--- START ---

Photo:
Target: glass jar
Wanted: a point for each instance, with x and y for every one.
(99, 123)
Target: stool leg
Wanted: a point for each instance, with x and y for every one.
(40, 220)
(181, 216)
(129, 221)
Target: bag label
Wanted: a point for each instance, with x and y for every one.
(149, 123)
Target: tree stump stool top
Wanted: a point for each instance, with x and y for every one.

--- END ---
--- START ---

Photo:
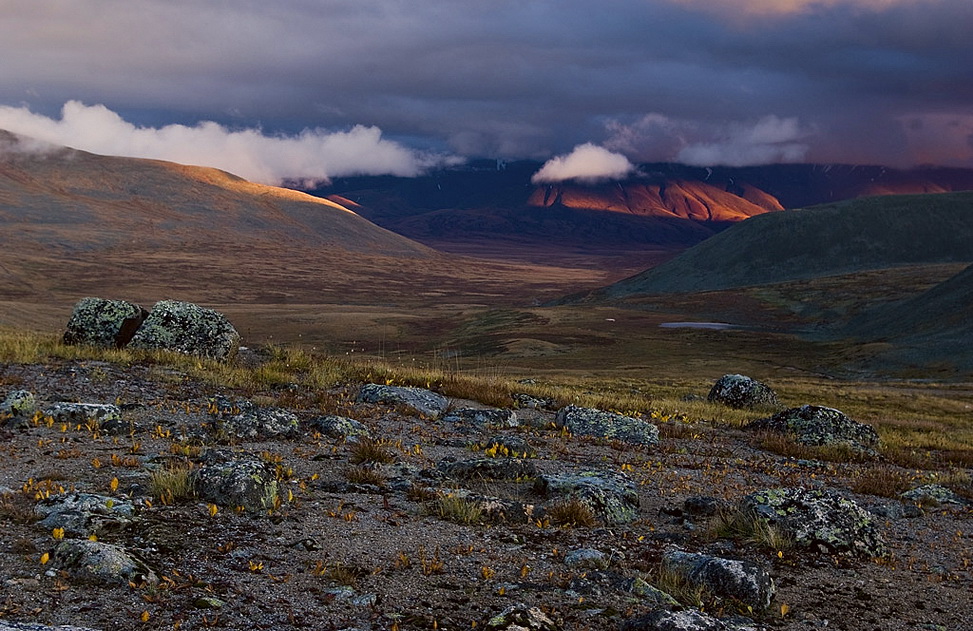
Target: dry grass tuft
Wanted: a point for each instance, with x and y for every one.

--- END ---
--- START ---

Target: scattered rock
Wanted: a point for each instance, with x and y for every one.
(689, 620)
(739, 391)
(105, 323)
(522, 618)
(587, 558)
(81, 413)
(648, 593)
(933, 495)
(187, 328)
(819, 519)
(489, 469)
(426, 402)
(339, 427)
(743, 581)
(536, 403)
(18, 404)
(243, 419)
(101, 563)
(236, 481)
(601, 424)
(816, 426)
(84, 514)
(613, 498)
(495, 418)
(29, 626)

--- END ---

#### [What this task involves]
Which lines in the items above contain the word "stool"? List each of them in full.

#### [Full answer]
Target: stool leg
Target: tree stump stool top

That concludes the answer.